**RECORDS TO USE:**
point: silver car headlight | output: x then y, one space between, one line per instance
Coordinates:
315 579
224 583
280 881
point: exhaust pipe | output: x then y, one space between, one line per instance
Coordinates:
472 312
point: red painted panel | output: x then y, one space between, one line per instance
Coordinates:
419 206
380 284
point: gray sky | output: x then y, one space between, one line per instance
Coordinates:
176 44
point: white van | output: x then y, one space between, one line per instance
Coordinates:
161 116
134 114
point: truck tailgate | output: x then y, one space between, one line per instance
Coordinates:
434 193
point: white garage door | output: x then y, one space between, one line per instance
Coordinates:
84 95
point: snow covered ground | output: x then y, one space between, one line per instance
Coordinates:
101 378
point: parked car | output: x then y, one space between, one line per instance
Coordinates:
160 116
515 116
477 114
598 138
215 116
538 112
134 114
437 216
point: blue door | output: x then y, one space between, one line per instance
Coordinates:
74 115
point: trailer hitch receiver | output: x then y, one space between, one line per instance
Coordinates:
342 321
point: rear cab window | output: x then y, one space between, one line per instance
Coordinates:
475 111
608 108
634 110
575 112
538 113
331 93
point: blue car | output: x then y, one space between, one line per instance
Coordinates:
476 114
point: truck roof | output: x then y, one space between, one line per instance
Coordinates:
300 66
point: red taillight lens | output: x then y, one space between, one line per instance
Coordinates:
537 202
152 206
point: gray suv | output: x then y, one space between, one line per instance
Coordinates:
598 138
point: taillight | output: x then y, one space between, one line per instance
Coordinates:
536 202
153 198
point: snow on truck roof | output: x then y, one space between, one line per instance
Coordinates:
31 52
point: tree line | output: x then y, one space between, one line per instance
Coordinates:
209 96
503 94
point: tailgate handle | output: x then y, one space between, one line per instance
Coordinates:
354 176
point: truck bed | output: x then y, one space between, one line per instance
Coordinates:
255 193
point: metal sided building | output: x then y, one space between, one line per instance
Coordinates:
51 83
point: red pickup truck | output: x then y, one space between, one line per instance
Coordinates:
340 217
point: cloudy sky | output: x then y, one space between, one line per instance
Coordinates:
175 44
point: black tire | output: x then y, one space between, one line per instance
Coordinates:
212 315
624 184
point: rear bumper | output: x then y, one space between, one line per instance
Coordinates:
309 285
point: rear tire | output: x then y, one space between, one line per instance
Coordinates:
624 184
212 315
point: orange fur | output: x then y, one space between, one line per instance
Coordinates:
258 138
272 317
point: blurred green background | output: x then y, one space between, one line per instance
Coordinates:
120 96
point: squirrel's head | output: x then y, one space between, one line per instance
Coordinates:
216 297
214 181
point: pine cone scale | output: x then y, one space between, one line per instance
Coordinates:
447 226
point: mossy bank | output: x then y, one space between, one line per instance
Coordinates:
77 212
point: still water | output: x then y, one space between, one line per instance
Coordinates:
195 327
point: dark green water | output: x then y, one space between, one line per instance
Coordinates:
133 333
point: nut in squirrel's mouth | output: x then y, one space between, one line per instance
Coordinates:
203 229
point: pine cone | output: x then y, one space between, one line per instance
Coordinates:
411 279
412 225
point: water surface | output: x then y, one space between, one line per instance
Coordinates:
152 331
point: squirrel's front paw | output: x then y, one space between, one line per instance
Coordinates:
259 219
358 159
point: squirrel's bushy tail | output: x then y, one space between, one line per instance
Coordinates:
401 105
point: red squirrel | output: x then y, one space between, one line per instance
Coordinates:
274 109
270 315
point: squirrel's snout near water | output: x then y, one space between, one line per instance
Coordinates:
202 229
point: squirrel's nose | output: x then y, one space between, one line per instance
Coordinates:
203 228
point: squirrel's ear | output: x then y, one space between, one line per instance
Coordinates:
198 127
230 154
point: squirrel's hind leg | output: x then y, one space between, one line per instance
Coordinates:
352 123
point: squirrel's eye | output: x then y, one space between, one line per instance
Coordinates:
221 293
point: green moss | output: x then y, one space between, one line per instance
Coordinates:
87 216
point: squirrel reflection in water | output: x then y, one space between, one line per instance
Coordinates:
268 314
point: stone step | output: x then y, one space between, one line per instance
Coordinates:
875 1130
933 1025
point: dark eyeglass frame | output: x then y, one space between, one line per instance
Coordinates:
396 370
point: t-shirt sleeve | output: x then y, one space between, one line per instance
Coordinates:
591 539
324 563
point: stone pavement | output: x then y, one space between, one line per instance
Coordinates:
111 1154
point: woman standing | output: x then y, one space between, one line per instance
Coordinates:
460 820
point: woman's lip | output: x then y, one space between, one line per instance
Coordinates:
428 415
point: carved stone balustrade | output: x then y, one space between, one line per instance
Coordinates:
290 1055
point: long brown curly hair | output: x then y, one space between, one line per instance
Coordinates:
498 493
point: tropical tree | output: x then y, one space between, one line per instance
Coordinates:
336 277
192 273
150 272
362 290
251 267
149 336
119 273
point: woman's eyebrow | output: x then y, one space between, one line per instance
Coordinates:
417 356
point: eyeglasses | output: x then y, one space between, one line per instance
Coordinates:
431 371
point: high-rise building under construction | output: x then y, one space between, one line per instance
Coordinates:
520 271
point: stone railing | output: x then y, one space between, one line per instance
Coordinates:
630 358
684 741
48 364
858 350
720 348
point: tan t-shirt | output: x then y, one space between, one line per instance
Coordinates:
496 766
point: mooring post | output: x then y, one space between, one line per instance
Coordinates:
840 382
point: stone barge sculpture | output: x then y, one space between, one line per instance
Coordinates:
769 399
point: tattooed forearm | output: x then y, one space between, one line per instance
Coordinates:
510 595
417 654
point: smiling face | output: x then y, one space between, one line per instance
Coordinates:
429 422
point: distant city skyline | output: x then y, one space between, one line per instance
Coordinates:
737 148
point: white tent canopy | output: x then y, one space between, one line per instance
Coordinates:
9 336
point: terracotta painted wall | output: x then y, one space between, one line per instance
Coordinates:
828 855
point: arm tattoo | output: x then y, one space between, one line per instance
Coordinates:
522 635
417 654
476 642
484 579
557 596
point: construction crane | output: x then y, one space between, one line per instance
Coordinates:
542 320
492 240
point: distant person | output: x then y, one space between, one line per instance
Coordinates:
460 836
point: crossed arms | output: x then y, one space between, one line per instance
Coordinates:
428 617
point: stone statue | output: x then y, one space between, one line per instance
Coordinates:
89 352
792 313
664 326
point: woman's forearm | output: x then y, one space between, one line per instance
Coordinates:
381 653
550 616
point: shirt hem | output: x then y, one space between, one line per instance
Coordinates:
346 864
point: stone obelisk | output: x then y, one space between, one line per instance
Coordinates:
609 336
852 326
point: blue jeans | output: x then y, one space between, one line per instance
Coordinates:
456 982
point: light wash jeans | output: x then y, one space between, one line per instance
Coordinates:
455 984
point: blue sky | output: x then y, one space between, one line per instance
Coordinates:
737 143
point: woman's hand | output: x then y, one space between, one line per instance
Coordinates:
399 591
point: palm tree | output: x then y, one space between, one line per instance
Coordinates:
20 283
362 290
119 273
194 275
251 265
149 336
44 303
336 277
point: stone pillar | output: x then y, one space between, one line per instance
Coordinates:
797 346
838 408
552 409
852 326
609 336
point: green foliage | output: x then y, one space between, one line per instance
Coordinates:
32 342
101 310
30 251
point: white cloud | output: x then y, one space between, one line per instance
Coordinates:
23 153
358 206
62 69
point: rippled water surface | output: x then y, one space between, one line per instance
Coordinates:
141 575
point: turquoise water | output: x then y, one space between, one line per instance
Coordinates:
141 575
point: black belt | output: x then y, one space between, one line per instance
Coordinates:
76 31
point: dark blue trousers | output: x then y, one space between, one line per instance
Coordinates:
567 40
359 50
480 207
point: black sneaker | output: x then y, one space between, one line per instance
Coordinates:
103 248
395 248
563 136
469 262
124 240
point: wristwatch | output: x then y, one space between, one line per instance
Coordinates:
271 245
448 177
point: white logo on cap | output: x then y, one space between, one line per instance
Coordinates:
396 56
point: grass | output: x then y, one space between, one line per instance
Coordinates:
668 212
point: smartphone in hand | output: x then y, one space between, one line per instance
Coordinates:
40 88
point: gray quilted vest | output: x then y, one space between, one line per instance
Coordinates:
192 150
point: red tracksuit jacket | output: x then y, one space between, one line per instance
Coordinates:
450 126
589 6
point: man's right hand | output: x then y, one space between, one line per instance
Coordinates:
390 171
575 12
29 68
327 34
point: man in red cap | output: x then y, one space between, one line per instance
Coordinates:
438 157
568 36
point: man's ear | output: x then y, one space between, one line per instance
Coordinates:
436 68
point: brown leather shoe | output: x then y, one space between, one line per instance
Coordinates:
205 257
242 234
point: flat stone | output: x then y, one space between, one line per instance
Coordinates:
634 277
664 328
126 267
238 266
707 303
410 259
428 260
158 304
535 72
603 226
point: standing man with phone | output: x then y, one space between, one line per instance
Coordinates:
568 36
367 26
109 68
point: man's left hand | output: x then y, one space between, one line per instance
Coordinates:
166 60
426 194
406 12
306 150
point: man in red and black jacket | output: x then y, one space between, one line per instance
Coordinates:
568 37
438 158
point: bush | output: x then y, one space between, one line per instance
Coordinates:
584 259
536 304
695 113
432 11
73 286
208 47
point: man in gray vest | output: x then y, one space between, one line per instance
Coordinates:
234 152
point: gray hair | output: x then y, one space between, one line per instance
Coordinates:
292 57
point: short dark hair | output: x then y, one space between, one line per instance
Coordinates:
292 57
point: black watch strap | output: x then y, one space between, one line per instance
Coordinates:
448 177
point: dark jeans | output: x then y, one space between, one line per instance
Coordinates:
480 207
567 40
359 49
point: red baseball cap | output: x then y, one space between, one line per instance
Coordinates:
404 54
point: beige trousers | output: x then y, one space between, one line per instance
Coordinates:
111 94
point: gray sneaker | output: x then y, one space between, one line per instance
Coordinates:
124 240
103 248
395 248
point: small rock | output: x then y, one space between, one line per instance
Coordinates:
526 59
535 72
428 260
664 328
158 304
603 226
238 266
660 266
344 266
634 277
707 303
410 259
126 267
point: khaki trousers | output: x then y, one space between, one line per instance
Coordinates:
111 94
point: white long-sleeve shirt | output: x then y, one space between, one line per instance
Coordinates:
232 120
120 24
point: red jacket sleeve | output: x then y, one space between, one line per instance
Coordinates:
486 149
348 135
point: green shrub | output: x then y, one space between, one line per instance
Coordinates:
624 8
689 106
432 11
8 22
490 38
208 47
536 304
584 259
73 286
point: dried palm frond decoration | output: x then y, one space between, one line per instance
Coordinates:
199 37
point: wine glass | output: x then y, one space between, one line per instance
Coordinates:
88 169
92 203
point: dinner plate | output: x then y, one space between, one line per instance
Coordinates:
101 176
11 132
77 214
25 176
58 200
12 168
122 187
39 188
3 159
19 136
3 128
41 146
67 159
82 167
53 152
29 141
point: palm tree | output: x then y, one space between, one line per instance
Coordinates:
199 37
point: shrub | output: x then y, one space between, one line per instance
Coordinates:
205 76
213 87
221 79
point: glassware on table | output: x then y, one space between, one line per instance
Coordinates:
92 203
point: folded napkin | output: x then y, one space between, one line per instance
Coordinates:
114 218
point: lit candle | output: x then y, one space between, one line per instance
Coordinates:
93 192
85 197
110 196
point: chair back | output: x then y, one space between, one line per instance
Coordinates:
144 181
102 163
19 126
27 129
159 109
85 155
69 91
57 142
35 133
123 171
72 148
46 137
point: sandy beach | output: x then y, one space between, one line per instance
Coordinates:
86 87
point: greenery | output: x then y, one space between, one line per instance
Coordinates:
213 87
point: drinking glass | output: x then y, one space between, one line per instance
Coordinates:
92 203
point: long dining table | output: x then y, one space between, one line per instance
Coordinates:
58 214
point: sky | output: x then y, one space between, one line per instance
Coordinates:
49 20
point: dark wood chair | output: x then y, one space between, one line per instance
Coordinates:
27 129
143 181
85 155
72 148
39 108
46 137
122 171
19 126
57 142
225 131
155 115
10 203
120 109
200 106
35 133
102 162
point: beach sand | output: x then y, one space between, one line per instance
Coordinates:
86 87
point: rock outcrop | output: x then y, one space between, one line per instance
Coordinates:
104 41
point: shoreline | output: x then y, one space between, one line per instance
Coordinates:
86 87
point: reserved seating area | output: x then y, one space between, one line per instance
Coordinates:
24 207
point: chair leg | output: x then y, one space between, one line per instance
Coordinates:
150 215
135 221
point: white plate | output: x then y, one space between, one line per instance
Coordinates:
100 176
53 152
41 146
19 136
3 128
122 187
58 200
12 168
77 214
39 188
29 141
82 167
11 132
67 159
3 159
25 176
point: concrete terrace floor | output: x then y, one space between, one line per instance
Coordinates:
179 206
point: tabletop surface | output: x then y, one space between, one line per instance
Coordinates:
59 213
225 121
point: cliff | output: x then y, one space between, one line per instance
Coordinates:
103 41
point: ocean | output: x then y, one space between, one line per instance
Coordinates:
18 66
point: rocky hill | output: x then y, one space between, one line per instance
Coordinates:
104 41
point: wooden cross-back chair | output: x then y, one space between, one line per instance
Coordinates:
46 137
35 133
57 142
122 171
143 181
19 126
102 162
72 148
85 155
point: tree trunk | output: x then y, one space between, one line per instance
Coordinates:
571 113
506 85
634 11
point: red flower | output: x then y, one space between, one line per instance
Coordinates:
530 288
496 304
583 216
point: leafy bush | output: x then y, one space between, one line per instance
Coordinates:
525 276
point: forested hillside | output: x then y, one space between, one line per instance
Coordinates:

**SET EXERCISE:** From the line containing "point: tabletop surface" through the closing line of the material above, return every line exactly and omit all others.

**COMPLETE ANSWER:**
point: tabletop surface | output: x then y, one space between, one line per instance
Coordinates:
59 213
225 121
point: cliff | output: x then y, one space between, one line per instance
Coordinates:
103 41
point: ocean | output: x then y, one space between, one line per instance
Coordinates:
18 66
point: rocky hill | output: x then y, one space between, one line per instance
Coordinates:
104 41
point: wooden cross-back chair | output: x then y, one space between, one line per instance
Coordinates:
46 137
35 133
57 142
122 171
143 181
19 126
102 162
72 148
85 155
point: tree trunk | output: x then y, one space between, one line per instance
Coordinates:
571 113
506 85
634 11
point: red flower | output: x then y, one space between, one line per instance
Coordinates:
530 288
496 304
583 216
point: leafy bush | output: x then y, one space between, one line per instance
Coordinates:
525 276
point: forested hillside | output: x then y, one space between, one line per instance
Coordinates:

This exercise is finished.